*Task item*: Retype every record that appears below, unchanged.

==== Given records

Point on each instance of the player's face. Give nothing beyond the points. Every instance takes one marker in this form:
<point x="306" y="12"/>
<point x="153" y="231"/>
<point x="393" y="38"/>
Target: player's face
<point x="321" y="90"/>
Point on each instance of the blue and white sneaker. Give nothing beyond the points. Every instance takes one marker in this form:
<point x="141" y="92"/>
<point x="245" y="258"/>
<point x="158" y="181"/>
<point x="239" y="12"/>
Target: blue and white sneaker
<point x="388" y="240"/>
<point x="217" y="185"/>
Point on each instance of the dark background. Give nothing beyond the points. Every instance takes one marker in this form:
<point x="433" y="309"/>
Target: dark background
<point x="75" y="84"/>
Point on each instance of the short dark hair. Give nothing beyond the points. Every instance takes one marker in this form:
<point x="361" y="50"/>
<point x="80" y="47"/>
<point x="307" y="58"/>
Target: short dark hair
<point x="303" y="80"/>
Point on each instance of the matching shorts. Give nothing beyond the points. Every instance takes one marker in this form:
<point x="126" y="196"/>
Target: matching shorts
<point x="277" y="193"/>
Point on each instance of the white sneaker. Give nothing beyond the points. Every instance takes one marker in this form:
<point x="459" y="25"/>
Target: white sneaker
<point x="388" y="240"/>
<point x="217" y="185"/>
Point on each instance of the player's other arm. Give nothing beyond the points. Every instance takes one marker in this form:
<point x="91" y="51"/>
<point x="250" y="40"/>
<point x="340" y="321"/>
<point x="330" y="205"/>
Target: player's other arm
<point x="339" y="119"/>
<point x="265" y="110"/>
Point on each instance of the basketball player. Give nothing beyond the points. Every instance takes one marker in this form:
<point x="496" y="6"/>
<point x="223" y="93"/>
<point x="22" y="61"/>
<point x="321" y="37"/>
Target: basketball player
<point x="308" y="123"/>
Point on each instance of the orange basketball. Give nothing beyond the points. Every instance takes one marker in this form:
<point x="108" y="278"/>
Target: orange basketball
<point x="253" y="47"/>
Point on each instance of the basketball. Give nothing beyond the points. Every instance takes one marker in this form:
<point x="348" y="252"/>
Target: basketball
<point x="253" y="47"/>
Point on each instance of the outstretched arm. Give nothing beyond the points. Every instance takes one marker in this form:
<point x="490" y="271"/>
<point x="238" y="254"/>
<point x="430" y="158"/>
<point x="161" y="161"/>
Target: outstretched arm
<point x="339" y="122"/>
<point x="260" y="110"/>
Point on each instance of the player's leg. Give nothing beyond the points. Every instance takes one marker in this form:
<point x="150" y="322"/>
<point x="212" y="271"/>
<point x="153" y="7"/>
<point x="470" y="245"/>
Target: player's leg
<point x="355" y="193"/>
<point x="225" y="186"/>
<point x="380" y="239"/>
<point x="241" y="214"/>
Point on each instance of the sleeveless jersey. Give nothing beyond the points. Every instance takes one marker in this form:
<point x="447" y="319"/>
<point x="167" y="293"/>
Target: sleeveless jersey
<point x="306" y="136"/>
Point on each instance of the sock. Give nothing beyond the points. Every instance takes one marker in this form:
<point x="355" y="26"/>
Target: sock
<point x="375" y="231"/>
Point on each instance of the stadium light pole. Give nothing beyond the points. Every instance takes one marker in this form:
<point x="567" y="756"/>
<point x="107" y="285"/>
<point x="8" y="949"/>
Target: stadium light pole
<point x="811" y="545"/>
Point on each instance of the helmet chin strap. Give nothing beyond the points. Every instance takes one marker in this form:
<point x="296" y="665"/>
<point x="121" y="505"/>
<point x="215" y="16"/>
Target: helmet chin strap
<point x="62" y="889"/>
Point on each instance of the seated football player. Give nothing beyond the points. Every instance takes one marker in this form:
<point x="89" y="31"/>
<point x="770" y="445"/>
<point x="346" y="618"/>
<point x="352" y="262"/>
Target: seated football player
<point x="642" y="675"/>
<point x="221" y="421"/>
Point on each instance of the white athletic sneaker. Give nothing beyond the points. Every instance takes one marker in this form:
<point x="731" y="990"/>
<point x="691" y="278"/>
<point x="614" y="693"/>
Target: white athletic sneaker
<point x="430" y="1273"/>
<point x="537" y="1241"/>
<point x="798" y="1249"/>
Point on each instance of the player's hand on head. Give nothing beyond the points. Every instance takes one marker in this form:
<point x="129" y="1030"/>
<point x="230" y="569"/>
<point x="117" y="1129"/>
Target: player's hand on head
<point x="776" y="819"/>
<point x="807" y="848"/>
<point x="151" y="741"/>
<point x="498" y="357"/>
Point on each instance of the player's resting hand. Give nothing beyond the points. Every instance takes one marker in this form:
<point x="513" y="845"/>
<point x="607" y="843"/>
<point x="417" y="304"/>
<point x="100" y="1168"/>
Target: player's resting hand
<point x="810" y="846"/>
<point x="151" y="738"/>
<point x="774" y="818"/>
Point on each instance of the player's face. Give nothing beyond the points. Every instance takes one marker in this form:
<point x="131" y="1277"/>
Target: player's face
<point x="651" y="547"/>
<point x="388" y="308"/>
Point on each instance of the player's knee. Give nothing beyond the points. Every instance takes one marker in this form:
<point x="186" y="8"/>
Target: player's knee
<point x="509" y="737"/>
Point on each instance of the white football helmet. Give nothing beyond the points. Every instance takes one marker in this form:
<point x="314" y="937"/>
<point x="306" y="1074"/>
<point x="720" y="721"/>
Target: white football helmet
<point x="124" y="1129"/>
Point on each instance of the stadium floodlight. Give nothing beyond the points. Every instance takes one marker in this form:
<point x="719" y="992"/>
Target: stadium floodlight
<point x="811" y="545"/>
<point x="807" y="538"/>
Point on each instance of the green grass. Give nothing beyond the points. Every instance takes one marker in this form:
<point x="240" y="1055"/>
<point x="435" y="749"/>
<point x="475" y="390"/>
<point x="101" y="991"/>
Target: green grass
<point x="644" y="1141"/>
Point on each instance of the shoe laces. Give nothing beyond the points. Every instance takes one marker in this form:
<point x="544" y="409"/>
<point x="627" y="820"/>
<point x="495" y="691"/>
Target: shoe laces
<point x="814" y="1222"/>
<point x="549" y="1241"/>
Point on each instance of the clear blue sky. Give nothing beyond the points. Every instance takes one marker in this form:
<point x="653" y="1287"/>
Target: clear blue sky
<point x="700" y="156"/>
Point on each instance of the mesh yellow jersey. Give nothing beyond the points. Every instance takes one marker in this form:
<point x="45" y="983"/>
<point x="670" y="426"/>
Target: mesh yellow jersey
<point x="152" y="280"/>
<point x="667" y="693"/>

========

*Written answer*:
Point on each instance of the player's face. Give nothing beyond the points. Every instance takes one marker in this form:
<point x="306" y="12"/>
<point x="153" y="231"/>
<point x="393" y="38"/>
Target: player's face
<point x="321" y="90"/>
Point on each instance of the blue and white sneaker. Give nothing beyond the points. Every instance takes one marker in this form:
<point x="141" y="92"/>
<point x="245" y="258"/>
<point x="158" y="181"/>
<point x="239" y="12"/>
Target: blue and white sneaker
<point x="388" y="240"/>
<point x="217" y="185"/>
Point on each instance of the dark background. Give nothing beyond the points. Every instance takes one marker in this form:
<point x="433" y="309"/>
Target: dark background
<point x="75" y="84"/>
Point on each instance of the short dark hair. Give nothing beyond the points. Every instance takes one marker in this form:
<point x="361" y="50"/>
<point x="80" y="47"/>
<point x="307" y="58"/>
Target: short dark hair
<point x="303" y="80"/>
Point on each instance of the matching shorts. Give nothing beyond the points. Every instance takes one marker in this form:
<point x="126" y="196"/>
Target: matching shorts
<point x="277" y="193"/>
Point on each instance of the white sneaker. Give nothing beyond the points. Every instance takes one marker in this form:
<point x="459" y="25"/>
Target: white sneaker
<point x="388" y="240"/>
<point x="217" y="185"/>
Point on each instance of the player's other arm. Give nothing beyond the points. Every instance takes one marker in this form:
<point x="91" y="51"/>
<point x="250" y="40"/>
<point x="340" y="321"/>
<point x="330" y="205"/>
Target: player's other arm
<point x="339" y="119"/>
<point x="265" y="110"/>
Point on each instance of the basketball player. Give nothing beyond the points. Every instance takes one marker in this form:
<point x="496" y="6"/>
<point x="223" y="93"/>
<point x="22" y="61"/>
<point x="321" y="37"/>
Target: basketball player
<point x="308" y="123"/>
Point on each instance of the orange basketball. Give nothing beyond the points. Every instance takes one marker in this form:
<point x="108" y="278"/>
Target: orange basketball
<point x="253" y="47"/>
Point on each instance of the basketball. Give nothing beyond the points. Every instance takes one marker in this form:
<point x="348" y="252"/>
Target: basketball
<point x="253" y="47"/>
Point on each instance of the outstretched arm. Give nothing beyond the points. Every instance takes one marker in this form:
<point x="490" y="271"/>
<point x="238" y="254"/>
<point x="430" y="158"/>
<point x="161" y="161"/>
Target: outstretched arm
<point x="339" y="122"/>
<point x="260" y="110"/>
Point on each instance of the player's leg. Give nothing beyond the points. Every instance takes one marker in this form:
<point x="150" y="322"/>
<point x="212" y="271"/>
<point x="153" y="7"/>
<point x="470" y="245"/>
Target: player's leg
<point x="355" y="193"/>
<point x="225" y="186"/>
<point x="380" y="239"/>
<point x="241" y="214"/>
Point on each instance of the sleeveless jersey. Give nothing beyond the points. Every instance takes one marker in this form:
<point x="447" y="319"/>
<point x="167" y="293"/>
Target: sleeveless jersey
<point x="306" y="136"/>
Point on each instance of the sock. Give nothing beyond the points. Every instance takes one marker in this form:
<point x="355" y="26"/>
Target: sock
<point x="375" y="231"/>
Point on each instance of the stadium light pole. Give nothing beyond the points. Every instance takes one marker in this form:
<point x="567" y="756"/>
<point x="107" y="285"/>
<point x="8" y="949"/>
Target: stadium light pole
<point x="811" y="545"/>
Point on each instance of the helmet chin strap. Give nothing beyond the points. Every instance takes one marker in this form:
<point x="296" y="665"/>
<point x="121" y="505"/>
<point x="215" y="16"/>
Target: helmet chin strap
<point x="62" y="889"/>
Point on each instance of the seated football player. Give nothing beyond the points. Every instance takes one marker in this form:
<point x="89" y="31"/>
<point x="770" y="445"/>
<point x="346" y="618"/>
<point x="352" y="262"/>
Target: seated football player
<point x="642" y="675"/>
<point x="221" y="421"/>
Point on each instance of the white athletic sneaker. Give nothing beyond the points. Every instance takes one marker in this form:
<point x="731" y="990"/>
<point x="691" y="278"/>
<point x="614" y="693"/>
Target: white athletic sneaker
<point x="430" y="1273"/>
<point x="537" y="1241"/>
<point x="798" y="1249"/>
Point on each instance of the player's hand on head. Give nothing beyond the points. Every instance takes one marker in this form:
<point x="129" y="1030"/>
<point x="230" y="569"/>
<point x="117" y="1129"/>
Target: player's hand on head
<point x="776" y="819"/>
<point x="807" y="848"/>
<point x="151" y="741"/>
<point x="498" y="357"/>
Point on each instance of the player's resting hand. Give nothing beyond the points. Every instance takes one marker in this form:
<point x="513" y="845"/>
<point x="607" y="843"/>
<point x="417" y="304"/>
<point x="100" y="1168"/>
Target: player's resting hand
<point x="810" y="846"/>
<point x="151" y="738"/>
<point x="774" y="818"/>
Point on each instance of the player's face. Give nothing beyond the points. Every instance takes one marker in this form:
<point x="131" y="1277"/>
Target: player's face
<point x="651" y="547"/>
<point x="388" y="308"/>
Point on each instance of the player's knee. Give nothing beyond the points. Every instance takes one marker in this form:
<point x="186" y="8"/>
Target: player's knee
<point x="509" y="737"/>
Point on each instance of the white football helmet. Give nothing beyond the points. Every instance takes one marker in this form:
<point x="314" y="937"/>
<point x="306" y="1074"/>
<point x="720" y="721"/>
Target: white football helmet
<point x="124" y="1129"/>
Point on each instance of the stadium floodlight. Give nothing beyond the points. Every instance takes one marker in this form:
<point x="719" y="992"/>
Target: stadium floodlight
<point x="811" y="545"/>
<point x="807" y="538"/>
Point on each instance of the green grass. Give nothing beyond the points. Every instance takes one marker in this form:
<point x="240" y="1055"/>
<point x="435" y="749"/>
<point x="475" y="390"/>
<point x="101" y="991"/>
Target: green grass
<point x="644" y="1141"/>
Point on each instance of the shoe laces. Give nothing beyond the points. Every instance takes one marker in this form:
<point x="544" y="409"/>
<point x="627" y="820"/>
<point x="495" y="691"/>
Target: shoe laces
<point x="814" y="1222"/>
<point x="549" y="1241"/>
Point on each instance of the clear blue sky. Give nothing beyond the points. Every instance takes one marker in this form:
<point x="653" y="1287"/>
Target: clear blue sky
<point x="700" y="156"/>
Point on each instance of the mesh yellow jersey. Give nothing beyond the points. Every instance takes one marker in this form:
<point x="45" y="983"/>
<point x="670" y="426"/>
Target: mesh yellow jersey
<point x="152" y="280"/>
<point x="667" y="693"/>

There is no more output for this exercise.